◆ **PROBLEM STATEMENT**:
What is needed is a copy of each line in the listing below that contains "butter".

============================================================

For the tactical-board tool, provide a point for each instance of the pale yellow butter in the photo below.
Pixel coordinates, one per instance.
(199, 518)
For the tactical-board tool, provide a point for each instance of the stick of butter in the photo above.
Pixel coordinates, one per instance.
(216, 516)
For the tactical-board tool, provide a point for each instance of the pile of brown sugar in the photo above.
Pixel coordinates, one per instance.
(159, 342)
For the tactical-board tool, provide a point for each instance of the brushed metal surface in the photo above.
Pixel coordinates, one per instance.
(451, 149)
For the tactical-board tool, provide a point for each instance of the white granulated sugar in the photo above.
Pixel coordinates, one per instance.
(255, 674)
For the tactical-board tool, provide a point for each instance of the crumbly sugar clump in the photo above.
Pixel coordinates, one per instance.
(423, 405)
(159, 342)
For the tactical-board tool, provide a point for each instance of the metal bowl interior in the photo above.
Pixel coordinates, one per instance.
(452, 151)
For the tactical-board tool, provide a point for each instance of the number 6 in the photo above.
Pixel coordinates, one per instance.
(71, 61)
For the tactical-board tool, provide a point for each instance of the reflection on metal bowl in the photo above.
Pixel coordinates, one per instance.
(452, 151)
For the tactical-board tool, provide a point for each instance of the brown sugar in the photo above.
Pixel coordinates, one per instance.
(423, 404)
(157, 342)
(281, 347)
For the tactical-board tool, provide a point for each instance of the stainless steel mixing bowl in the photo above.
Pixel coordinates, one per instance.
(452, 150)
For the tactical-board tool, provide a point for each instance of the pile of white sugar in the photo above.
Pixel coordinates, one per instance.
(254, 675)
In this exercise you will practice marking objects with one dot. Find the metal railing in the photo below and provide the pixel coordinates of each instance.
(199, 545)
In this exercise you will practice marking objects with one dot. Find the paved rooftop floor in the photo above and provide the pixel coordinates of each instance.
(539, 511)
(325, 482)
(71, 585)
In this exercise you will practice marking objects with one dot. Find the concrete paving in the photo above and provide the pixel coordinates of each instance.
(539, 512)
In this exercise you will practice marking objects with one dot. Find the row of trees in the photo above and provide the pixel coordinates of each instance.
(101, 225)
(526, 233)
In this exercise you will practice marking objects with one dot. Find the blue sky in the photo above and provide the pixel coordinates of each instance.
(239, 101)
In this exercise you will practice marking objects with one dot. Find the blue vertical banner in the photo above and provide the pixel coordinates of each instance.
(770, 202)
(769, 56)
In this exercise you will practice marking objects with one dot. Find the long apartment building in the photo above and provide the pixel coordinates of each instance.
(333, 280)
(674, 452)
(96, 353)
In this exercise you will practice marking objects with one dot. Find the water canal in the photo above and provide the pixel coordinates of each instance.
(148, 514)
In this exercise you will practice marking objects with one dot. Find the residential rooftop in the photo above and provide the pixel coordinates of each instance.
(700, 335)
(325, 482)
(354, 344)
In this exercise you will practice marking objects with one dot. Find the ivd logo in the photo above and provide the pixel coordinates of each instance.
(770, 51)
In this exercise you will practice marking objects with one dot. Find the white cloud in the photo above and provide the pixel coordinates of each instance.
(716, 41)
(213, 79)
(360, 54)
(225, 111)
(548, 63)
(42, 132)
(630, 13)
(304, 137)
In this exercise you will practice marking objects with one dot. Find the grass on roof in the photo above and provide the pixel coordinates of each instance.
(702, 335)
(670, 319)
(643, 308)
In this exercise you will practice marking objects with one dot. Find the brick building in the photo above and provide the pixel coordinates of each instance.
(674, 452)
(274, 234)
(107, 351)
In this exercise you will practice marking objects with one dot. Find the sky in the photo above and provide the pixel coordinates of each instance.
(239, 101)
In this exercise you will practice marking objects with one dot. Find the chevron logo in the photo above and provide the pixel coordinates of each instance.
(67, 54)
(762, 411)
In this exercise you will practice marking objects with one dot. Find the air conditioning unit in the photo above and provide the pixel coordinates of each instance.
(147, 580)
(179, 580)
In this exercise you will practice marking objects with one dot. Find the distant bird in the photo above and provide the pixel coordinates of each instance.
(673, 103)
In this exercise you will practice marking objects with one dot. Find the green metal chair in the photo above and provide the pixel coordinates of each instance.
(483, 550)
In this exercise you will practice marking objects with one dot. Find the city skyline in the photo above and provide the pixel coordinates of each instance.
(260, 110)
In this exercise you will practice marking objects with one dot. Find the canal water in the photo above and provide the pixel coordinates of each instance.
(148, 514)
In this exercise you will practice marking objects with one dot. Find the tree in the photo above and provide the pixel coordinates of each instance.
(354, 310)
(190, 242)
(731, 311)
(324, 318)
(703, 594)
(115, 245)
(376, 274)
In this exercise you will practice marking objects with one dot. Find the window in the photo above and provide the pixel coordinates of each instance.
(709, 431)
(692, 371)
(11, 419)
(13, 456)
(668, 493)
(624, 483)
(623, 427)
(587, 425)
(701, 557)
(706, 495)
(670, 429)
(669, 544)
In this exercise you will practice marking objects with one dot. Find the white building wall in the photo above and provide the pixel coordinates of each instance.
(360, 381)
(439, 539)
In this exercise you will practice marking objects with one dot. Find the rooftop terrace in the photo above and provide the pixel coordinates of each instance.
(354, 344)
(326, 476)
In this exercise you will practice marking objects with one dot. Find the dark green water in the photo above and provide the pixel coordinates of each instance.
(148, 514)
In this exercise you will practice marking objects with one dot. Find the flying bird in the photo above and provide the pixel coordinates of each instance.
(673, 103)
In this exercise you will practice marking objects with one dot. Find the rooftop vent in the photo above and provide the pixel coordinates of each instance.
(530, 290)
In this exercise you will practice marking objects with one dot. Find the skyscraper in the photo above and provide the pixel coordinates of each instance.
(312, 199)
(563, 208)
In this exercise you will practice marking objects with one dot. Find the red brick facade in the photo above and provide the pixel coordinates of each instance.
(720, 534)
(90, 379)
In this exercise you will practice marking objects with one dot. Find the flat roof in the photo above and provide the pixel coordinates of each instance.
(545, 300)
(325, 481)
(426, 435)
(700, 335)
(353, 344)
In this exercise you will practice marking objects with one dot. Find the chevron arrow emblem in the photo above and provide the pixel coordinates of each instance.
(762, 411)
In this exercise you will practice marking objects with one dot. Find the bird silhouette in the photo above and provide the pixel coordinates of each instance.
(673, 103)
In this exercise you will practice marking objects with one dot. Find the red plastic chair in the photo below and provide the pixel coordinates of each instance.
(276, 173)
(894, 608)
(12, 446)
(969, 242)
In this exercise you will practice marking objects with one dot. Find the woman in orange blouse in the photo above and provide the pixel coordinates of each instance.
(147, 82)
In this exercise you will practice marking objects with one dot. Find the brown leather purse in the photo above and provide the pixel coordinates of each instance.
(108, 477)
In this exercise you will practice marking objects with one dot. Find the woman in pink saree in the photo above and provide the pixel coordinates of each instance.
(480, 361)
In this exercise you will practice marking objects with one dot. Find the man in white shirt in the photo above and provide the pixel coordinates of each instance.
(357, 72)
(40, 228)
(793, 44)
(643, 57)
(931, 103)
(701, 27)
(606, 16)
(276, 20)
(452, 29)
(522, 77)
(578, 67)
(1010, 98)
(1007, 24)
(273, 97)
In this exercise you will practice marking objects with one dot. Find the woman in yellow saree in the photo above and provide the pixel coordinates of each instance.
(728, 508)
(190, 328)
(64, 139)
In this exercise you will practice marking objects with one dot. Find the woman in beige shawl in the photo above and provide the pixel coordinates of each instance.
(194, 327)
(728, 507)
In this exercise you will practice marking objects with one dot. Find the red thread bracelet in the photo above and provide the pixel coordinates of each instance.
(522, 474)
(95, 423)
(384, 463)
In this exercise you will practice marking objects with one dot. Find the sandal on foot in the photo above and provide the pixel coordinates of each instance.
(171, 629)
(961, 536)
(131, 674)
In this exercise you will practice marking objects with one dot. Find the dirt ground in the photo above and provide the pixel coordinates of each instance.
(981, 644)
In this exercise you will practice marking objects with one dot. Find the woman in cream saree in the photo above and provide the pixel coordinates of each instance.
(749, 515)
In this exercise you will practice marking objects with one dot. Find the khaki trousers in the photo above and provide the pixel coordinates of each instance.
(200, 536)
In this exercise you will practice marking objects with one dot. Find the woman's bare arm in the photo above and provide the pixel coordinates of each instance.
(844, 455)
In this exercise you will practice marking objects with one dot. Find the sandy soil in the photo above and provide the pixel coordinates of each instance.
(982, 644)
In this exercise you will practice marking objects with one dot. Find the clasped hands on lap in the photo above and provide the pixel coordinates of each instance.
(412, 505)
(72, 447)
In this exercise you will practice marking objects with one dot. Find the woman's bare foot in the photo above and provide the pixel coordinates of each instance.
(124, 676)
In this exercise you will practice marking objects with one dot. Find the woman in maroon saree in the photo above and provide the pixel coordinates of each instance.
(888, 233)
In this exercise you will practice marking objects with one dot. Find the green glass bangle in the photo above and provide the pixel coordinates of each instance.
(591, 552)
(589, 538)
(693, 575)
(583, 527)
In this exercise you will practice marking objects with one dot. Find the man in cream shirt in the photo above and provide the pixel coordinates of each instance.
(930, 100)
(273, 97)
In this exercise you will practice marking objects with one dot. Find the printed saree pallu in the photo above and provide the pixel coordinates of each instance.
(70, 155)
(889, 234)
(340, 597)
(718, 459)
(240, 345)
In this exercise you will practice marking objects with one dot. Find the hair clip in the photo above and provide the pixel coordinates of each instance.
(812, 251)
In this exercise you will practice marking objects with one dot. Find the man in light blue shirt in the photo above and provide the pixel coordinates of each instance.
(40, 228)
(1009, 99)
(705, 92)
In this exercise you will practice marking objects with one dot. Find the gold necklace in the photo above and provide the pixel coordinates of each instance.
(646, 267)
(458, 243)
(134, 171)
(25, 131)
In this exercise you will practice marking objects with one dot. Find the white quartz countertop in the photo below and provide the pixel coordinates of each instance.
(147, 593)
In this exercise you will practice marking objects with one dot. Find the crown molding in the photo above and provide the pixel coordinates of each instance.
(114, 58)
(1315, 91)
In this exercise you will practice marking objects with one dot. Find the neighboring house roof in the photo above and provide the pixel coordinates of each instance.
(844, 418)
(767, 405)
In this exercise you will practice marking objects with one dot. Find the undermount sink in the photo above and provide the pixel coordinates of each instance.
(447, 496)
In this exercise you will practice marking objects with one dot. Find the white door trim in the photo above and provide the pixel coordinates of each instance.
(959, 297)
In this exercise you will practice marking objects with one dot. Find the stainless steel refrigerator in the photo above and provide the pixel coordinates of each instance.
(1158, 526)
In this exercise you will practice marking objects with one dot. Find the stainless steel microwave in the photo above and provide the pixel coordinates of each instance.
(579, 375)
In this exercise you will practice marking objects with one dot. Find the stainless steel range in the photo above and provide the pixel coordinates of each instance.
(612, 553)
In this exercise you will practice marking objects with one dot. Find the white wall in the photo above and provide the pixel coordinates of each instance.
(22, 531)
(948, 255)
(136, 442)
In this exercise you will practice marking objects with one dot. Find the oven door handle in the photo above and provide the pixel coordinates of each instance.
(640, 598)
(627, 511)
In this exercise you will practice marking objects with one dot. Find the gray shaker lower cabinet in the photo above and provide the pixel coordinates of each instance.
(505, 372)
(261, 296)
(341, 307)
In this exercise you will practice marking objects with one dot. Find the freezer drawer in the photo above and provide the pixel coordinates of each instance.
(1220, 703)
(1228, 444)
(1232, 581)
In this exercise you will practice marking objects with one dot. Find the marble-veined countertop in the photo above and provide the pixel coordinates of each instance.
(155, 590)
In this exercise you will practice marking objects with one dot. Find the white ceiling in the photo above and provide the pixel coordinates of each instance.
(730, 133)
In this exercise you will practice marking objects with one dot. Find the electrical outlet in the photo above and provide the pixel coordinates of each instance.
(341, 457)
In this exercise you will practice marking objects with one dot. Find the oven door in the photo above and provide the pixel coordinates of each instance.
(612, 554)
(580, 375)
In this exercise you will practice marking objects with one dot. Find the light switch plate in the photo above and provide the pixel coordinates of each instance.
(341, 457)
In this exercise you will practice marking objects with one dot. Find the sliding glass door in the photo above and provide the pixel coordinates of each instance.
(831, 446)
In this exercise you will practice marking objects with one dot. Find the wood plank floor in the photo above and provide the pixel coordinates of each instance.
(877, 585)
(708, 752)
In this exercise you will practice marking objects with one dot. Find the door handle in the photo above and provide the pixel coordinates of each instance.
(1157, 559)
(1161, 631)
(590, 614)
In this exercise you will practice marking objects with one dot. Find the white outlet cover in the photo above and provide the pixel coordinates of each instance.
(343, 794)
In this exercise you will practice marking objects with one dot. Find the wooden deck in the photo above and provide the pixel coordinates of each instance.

============================================================

◆ **ANSWER SPACE**:
For the tactical-board tool, provide a point for each instance of the pale yellow butter in the photo below.
For the tactical-board tool, provide a point for each instance of the stick of butter in the photo above.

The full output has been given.